The Dallas patient has been isolated.

There’s no proven cure for Ebola, but we know quickly isolating Ebola patients is an effective strategy, as it’s already allowed Nigeria and Senegal to contain the outbreak within their borders.

The Dallas patient has been in isolation since Sunday. After visiting family in Liberia, he flew back to the U.S. on September 20. Officials say other fliers aren’t in danger because he didn’t start developing symptoms until September 24. The three EMS workers who transported the Dallas patient to the hospital will be isolated in their homes for the next 21 days, though none have shown any symptoms.

The CDC is searching for others exposed to Ebola.

The challenge now is to find everyone the Dallas patient came into contact with and begin monitoring them as well. The “contact tracing” process is how Nigeria managed to eliminate its Ebola outbreak. After identifying one Ebola patient who arrived at the Lagos airport in July, Nigerian officials were able to find 72 people he might have infected. By tracing their contact, they found a pool of 894 people potentially infected with Ebola. Eight people died, including the first patient, but the rest have been cleared.

Exercises to complete.
[1] For each statement, say whether it agrees with the Ebola passage, answering yes or no and quoting the words that decide it. (a) The Dallas patient flew back to the U.S. on September 24. (b) The EMS workers who transported the Dallas patient will stay isolated in their homes for 21 days. (c) Nigerian officials found a pool of 894 people potentially infected with Ebola.
[2] According to the Ebola passage, how many people did Nigerian officials find that the patient who arrived at the Lagos airport might have infected?
[3] Reproduce word for word the part of the Ebola passage between "There’s no proven" and "exposed to Ebola.", inclusive.
The rows below this point are taken from a separate source.

Data for analysis.

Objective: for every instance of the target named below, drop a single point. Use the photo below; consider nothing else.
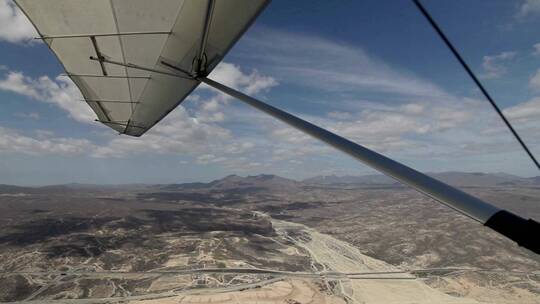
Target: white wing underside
(139, 32)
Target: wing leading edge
(144, 38)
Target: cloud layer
(14, 26)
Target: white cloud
(231, 75)
(30, 115)
(329, 66)
(494, 66)
(61, 92)
(534, 82)
(14, 26)
(528, 111)
(530, 7)
(13, 141)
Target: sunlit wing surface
(138, 33)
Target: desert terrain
(263, 239)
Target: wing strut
(510, 225)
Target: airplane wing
(129, 82)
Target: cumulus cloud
(15, 142)
(14, 26)
(534, 82)
(61, 92)
(494, 66)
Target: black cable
(480, 86)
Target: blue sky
(373, 71)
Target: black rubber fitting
(524, 232)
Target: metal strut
(476, 81)
(502, 221)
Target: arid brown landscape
(263, 238)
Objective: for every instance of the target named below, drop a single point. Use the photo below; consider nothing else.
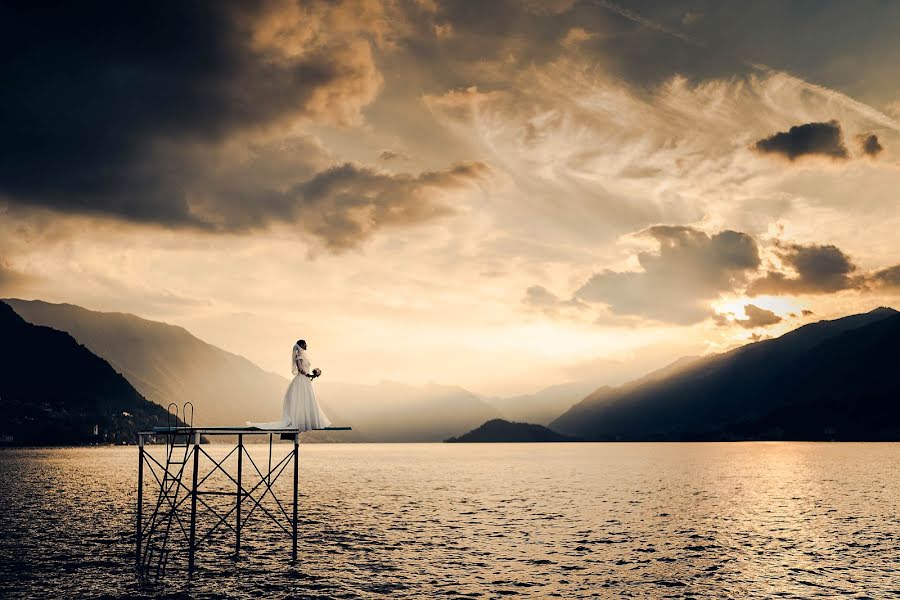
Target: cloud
(540, 298)
(690, 17)
(757, 317)
(124, 110)
(677, 282)
(387, 155)
(817, 269)
(822, 139)
(348, 203)
(869, 144)
(11, 280)
(889, 277)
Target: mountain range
(827, 380)
(54, 391)
(168, 364)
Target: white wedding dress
(301, 409)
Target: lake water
(541, 520)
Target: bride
(301, 409)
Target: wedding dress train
(301, 408)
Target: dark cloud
(817, 139)
(678, 281)
(869, 144)
(889, 277)
(347, 203)
(818, 269)
(118, 108)
(757, 317)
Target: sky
(501, 195)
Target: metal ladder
(156, 552)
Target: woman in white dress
(301, 409)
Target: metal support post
(296, 452)
(137, 554)
(193, 534)
(240, 497)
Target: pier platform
(196, 498)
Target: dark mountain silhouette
(498, 430)
(168, 364)
(392, 412)
(53, 391)
(544, 405)
(826, 380)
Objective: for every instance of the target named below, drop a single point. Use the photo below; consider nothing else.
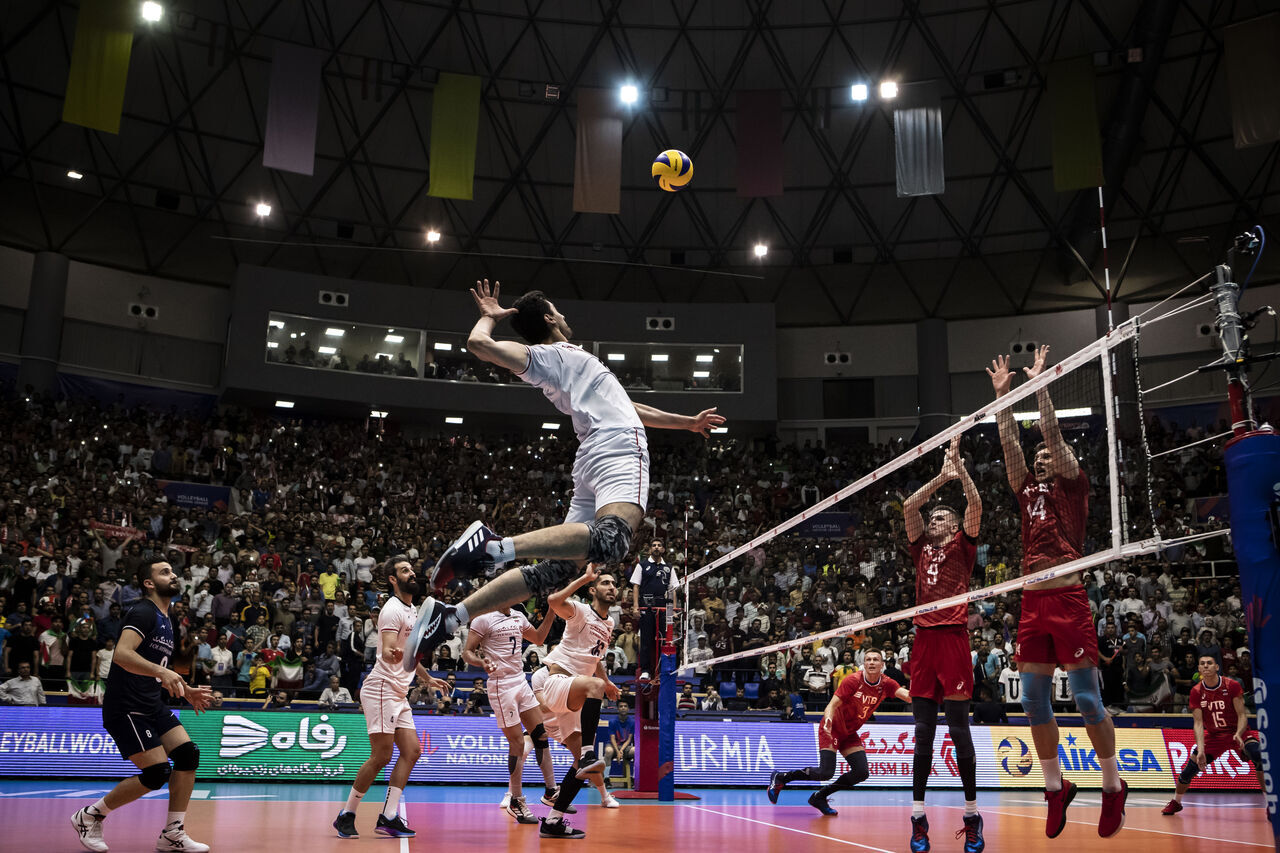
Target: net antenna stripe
(1123, 552)
(1087, 354)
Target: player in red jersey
(856, 698)
(1221, 726)
(944, 552)
(1056, 628)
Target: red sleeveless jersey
(1054, 516)
(942, 571)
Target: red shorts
(1056, 628)
(837, 739)
(1220, 743)
(941, 662)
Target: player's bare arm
(1015, 464)
(1061, 456)
(504, 354)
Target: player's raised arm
(1015, 464)
(504, 354)
(912, 514)
(1061, 457)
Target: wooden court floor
(251, 819)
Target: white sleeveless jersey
(396, 617)
(580, 386)
(501, 638)
(586, 639)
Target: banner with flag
(455, 123)
(598, 156)
(1074, 124)
(100, 64)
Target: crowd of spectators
(282, 587)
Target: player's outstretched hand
(200, 698)
(1001, 378)
(705, 420)
(173, 683)
(487, 300)
(1038, 365)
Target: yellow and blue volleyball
(672, 170)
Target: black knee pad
(611, 539)
(155, 776)
(548, 575)
(186, 756)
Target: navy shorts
(138, 730)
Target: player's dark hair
(530, 320)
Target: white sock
(392, 801)
(1110, 774)
(1052, 774)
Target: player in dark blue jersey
(135, 715)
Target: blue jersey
(129, 693)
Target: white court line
(1127, 829)
(790, 829)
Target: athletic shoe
(776, 787)
(558, 829)
(174, 839)
(346, 825)
(972, 833)
(435, 624)
(589, 763)
(549, 799)
(466, 557)
(821, 803)
(394, 828)
(90, 830)
(1057, 802)
(1111, 820)
(919, 834)
(517, 808)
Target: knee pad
(155, 776)
(611, 539)
(186, 756)
(1037, 690)
(1088, 694)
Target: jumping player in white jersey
(387, 710)
(611, 470)
(572, 684)
(494, 644)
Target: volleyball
(672, 170)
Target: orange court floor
(251, 817)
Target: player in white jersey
(611, 470)
(494, 643)
(387, 711)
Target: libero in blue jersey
(135, 714)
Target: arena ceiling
(174, 192)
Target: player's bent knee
(186, 757)
(1087, 690)
(609, 539)
(155, 776)
(1036, 697)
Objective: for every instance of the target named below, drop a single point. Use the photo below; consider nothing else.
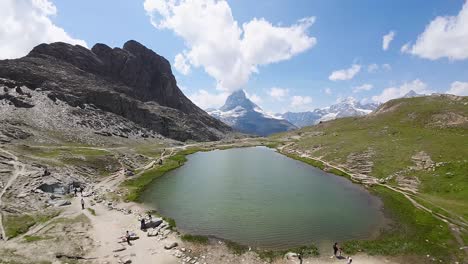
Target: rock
(123, 92)
(119, 248)
(171, 246)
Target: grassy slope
(395, 136)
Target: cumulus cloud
(227, 51)
(444, 37)
(278, 93)
(396, 92)
(253, 97)
(27, 23)
(301, 103)
(459, 88)
(386, 39)
(204, 99)
(374, 67)
(345, 74)
(180, 63)
(364, 87)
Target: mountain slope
(247, 117)
(345, 108)
(131, 84)
(418, 144)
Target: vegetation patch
(305, 251)
(137, 185)
(92, 211)
(413, 231)
(16, 225)
(195, 239)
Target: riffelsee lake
(256, 196)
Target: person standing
(335, 249)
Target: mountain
(126, 92)
(247, 117)
(345, 108)
(416, 146)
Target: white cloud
(386, 67)
(301, 103)
(386, 39)
(205, 99)
(278, 93)
(228, 52)
(364, 87)
(396, 92)
(445, 36)
(26, 24)
(345, 74)
(374, 67)
(459, 88)
(180, 63)
(254, 98)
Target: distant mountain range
(245, 116)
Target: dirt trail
(454, 224)
(18, 169)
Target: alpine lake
(257, 197)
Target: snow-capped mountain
(344, 108)
(247, 117)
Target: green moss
(195, 239)
(413, 231)
(91, 210)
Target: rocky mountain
(247, 117)
(126, 92)
(344, 108)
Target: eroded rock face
(132, 82)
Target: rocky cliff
(102, 88)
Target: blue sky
(294, 65)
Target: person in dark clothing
(127, 237)
(335, 249)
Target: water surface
(258, 197)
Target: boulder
(171, 246)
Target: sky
(286, 55)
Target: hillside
(417, 146)
(114, 92)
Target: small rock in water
(173, 245)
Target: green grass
(30, 239)
(413, 232)
(393, 137)
(195, 239)
(136, 186)
(91, 210)
(306, 251)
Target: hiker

Answers below.
[1]
(a) No: "he flew back to the U.S. on September 20."
(b) Yes: "will be isolated in their homes for the next 21 days"
(c) Yes: "they found a pool of 894 people potentially infected with Ebola."

[2] 72 people.

[3]
There’s no proven cure for Ebola, but we know quickly isolating Ebola patients is an effective strategy, as it’s already allowed Nigeria and Senegal to contain the outbreak within their borders.

The Dallas patient has been in isolation since Sunday. After visiting family in Liberia, he flew back to the U.S. on September 20. Officials say other fliers aren’t in danger because he didn’t start developing symptoms until September 24. The three EMS workers who transported the Dallas patient to the hospital will be isolated in their homes for the next 21 days, though none have shown any symptoms.

The CDC is searching for others exposed to Ebola.